* [AIM] Find each line in the records below that contains the word "support", and copy those lines.

* [DATA SECTION]
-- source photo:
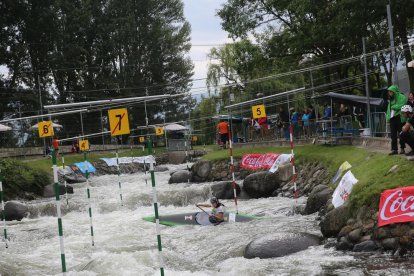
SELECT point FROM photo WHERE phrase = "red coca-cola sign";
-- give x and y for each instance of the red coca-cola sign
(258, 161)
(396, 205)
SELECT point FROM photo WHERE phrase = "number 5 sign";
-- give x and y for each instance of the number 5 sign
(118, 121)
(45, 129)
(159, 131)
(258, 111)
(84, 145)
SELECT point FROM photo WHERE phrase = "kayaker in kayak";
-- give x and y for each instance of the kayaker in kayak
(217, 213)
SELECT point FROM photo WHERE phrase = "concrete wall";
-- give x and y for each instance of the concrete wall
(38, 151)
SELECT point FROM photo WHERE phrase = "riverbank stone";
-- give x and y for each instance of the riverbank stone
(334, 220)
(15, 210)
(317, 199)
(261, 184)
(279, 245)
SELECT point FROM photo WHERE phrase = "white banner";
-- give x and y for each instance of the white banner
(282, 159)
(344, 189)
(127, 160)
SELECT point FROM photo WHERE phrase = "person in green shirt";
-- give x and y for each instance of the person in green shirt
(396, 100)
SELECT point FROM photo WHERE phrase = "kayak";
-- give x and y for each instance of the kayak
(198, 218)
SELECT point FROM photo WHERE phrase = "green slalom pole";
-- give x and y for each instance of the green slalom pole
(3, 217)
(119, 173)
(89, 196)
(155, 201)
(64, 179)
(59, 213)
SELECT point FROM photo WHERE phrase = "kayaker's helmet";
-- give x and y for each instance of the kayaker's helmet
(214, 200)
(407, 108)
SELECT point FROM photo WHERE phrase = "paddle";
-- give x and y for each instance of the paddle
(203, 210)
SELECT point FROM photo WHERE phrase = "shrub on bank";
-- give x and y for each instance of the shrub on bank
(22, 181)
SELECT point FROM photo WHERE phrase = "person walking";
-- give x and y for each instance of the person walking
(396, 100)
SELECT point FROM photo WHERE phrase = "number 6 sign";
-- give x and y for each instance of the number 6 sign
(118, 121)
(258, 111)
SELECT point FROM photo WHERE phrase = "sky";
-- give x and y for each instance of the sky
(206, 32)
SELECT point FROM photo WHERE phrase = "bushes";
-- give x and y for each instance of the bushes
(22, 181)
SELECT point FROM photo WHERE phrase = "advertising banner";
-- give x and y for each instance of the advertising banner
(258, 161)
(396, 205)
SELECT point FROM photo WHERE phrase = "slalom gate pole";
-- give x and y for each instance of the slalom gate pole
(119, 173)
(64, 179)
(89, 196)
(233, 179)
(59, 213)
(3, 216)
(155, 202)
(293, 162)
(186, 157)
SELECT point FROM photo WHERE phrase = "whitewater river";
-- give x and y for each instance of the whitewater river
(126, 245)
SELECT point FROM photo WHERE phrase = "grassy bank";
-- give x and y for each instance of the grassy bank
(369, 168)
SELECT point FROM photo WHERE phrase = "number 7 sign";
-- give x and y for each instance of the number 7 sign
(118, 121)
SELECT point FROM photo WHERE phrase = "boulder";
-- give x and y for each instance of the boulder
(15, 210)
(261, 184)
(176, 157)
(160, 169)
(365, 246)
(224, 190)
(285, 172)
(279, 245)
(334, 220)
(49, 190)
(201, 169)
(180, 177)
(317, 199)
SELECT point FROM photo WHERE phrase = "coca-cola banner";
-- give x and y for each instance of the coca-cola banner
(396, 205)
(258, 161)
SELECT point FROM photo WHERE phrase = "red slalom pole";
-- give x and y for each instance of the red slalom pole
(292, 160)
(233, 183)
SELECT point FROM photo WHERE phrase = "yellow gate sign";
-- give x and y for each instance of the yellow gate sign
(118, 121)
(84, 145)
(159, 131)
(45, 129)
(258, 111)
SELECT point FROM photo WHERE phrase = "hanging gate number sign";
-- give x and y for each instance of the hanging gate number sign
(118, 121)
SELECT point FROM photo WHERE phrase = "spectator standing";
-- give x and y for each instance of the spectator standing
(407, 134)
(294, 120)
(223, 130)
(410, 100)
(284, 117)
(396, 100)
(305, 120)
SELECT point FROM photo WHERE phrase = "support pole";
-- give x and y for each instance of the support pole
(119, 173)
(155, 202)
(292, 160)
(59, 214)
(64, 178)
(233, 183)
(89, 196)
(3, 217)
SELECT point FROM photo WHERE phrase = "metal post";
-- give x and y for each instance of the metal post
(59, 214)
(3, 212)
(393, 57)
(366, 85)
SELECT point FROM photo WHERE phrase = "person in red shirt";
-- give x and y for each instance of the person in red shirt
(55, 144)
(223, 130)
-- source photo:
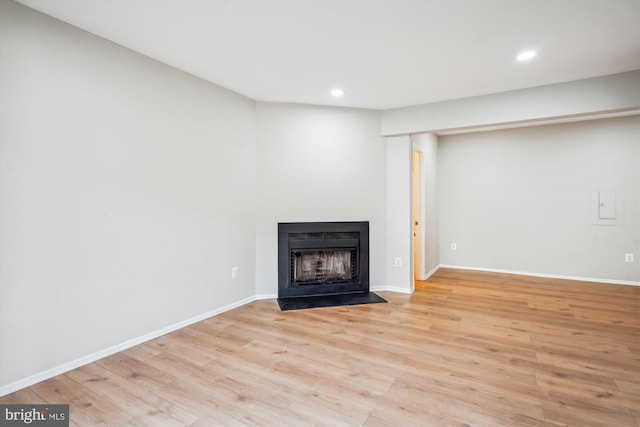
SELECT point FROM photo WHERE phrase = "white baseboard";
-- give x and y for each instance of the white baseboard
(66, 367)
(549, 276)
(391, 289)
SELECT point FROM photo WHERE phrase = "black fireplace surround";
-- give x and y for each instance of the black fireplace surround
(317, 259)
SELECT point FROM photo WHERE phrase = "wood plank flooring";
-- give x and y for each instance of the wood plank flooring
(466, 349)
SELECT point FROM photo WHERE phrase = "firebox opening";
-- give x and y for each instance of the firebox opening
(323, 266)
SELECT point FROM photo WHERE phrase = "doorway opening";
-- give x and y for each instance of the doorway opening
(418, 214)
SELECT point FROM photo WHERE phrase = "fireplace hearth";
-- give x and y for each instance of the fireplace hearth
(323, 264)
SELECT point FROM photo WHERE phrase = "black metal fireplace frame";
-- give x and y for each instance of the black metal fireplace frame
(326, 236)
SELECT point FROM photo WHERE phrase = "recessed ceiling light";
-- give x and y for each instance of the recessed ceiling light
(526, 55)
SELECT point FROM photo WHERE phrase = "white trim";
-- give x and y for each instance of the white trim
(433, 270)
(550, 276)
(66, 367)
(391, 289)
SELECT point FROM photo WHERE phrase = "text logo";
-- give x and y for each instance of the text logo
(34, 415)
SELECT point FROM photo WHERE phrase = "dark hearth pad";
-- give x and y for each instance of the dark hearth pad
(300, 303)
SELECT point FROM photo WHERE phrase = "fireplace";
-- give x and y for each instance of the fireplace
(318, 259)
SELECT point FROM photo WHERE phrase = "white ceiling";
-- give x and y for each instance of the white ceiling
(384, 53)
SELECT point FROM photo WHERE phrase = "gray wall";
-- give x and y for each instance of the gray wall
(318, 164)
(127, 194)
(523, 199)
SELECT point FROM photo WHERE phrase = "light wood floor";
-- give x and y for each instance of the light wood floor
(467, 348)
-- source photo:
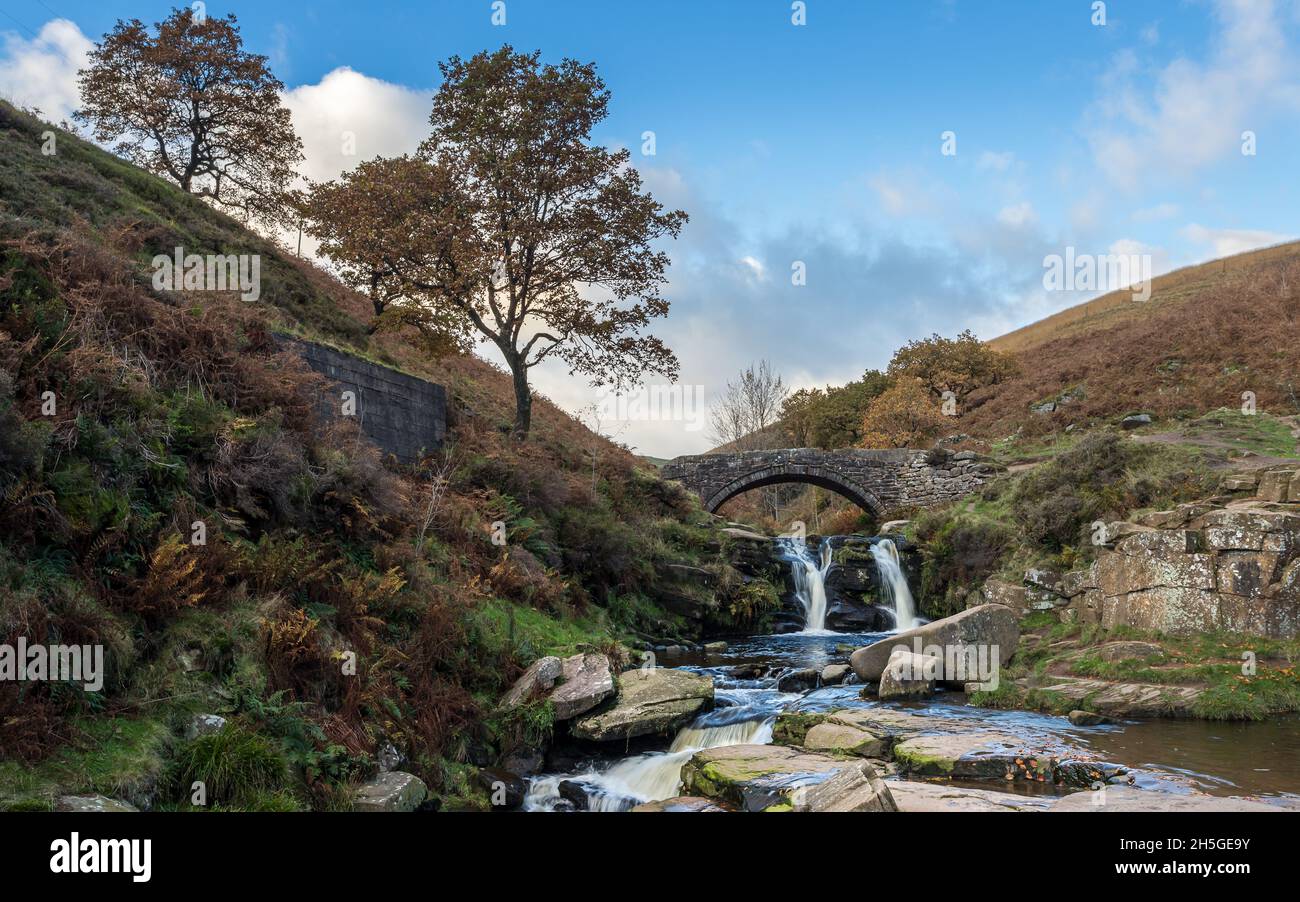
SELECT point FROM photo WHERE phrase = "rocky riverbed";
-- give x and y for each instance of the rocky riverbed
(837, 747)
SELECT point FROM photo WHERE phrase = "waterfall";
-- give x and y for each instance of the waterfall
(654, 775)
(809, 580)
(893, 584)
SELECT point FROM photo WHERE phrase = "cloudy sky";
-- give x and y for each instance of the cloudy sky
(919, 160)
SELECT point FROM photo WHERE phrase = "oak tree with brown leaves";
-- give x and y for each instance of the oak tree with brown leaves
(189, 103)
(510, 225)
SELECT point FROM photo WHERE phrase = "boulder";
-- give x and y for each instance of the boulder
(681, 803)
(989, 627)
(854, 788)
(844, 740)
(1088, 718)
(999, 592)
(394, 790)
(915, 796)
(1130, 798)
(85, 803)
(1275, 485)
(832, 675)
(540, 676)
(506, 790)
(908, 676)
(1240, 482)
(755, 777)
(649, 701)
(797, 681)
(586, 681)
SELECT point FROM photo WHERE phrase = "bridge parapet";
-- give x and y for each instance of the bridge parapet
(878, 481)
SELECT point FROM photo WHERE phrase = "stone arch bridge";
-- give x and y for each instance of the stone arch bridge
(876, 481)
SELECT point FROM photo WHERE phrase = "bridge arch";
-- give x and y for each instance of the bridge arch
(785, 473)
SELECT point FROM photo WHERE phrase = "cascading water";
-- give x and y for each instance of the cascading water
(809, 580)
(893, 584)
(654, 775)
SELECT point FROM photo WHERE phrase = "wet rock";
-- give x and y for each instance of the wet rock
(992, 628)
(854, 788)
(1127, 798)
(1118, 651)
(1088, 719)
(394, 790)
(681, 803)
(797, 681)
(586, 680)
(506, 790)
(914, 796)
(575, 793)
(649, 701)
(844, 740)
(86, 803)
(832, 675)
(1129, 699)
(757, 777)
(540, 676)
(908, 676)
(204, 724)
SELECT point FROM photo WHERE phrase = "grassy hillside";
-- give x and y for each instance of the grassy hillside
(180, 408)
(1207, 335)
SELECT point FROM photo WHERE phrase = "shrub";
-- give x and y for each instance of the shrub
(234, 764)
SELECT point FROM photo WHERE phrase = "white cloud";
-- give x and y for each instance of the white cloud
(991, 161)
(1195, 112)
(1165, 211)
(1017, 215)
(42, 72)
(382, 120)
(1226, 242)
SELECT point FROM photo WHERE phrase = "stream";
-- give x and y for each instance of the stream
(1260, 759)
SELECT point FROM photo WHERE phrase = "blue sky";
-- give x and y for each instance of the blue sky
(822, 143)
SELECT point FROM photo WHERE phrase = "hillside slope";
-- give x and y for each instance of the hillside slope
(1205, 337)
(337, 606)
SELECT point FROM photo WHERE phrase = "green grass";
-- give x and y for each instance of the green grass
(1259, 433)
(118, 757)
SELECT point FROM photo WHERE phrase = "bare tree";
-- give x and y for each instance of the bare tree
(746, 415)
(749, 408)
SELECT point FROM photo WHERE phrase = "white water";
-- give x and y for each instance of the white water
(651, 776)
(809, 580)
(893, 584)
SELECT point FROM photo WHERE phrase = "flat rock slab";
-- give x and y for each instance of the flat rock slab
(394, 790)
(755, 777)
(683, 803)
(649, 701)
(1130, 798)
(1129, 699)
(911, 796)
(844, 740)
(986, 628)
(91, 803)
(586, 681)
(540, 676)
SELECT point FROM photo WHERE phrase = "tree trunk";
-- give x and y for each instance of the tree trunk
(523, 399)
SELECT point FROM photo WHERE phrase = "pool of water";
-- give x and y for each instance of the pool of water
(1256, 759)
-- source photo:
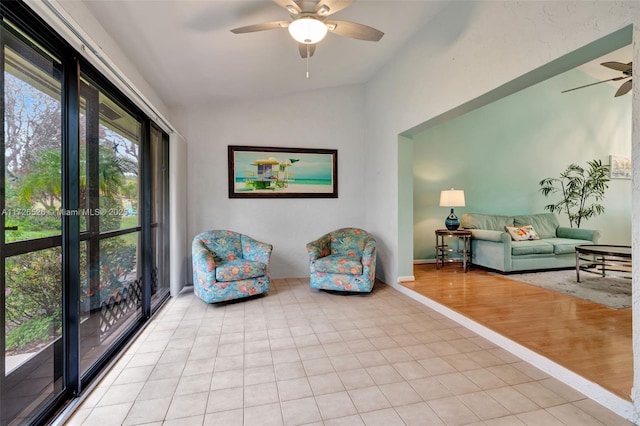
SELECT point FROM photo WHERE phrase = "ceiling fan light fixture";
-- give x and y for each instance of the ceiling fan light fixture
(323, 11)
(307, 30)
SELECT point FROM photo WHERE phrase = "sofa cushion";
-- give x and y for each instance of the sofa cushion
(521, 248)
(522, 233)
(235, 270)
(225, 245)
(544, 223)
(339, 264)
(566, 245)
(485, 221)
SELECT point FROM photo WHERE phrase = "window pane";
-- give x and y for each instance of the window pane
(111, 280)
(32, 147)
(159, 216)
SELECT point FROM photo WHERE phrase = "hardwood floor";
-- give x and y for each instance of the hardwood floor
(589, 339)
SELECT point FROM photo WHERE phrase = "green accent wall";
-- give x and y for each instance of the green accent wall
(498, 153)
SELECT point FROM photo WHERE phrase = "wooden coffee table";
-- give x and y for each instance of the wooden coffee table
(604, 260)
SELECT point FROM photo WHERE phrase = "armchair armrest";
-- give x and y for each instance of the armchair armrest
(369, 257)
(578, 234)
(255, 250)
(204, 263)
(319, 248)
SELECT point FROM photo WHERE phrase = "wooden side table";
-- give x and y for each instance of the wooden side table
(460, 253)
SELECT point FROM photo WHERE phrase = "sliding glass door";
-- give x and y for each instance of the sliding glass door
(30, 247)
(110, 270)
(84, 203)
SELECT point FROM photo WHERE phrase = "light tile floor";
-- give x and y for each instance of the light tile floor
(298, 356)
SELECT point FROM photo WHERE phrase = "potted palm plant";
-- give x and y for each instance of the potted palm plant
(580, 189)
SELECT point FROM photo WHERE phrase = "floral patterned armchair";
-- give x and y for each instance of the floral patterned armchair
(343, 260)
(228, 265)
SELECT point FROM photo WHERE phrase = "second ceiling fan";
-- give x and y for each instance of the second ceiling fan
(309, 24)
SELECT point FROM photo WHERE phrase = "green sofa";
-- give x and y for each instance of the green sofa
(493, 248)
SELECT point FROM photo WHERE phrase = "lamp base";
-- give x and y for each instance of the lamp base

* [THE OUTPUT]
SELECT point FROM photo WHERE phrase = "support pole";
-- give x and y for each instance of the support pole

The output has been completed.